- **SHORT EXERCISE**:
Count the lines below that contain the string "bicycle", matching case exactly, and give only the number.

■ ■ ■

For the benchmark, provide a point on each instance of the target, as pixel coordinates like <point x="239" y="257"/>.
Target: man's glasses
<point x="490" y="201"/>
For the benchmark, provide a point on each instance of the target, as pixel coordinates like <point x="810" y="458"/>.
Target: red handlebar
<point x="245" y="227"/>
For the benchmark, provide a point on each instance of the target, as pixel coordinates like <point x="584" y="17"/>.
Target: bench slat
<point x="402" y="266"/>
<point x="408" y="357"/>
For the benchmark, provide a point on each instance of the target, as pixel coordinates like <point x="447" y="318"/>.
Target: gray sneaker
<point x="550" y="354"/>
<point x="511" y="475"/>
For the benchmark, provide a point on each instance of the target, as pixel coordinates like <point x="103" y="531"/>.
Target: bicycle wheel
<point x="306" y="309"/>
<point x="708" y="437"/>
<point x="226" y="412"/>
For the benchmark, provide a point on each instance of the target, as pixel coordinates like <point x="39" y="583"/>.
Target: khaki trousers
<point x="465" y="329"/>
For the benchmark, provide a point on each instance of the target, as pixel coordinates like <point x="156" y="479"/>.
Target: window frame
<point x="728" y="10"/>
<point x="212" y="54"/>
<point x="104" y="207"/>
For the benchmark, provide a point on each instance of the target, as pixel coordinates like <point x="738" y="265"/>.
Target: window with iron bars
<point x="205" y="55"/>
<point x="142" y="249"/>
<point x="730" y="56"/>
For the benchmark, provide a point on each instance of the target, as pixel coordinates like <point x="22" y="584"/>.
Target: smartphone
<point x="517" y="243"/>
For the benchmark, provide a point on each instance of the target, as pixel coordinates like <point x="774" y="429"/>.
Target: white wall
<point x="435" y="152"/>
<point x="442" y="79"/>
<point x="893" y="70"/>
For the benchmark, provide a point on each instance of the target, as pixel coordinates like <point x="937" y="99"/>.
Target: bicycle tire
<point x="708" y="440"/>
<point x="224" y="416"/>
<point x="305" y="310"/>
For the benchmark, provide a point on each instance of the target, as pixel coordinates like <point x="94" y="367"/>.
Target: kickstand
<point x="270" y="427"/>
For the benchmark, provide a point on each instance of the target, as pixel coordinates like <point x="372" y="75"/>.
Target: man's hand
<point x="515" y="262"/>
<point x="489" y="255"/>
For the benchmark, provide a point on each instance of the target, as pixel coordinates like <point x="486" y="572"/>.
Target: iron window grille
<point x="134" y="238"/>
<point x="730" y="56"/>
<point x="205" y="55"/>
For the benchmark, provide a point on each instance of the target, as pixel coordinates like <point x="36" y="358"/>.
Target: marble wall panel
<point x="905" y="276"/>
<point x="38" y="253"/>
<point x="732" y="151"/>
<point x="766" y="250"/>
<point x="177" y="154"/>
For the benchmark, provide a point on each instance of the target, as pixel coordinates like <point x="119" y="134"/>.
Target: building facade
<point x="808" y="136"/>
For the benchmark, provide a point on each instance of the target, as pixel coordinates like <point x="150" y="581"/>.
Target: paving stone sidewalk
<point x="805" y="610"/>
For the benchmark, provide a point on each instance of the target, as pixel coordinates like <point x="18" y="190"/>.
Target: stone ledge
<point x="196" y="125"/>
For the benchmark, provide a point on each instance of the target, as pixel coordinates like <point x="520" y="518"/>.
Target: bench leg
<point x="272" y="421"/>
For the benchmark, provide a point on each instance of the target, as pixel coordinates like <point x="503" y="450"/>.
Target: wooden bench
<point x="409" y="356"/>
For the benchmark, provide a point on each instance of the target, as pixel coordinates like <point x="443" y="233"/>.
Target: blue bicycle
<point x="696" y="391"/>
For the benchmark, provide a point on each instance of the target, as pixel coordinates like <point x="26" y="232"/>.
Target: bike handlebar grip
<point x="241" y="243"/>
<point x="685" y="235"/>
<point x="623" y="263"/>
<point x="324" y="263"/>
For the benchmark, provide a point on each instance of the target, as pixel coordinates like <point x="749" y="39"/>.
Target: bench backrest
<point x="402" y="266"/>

■ ■ ■

- **OUTPUT FOR THIS EXERCISE**:
3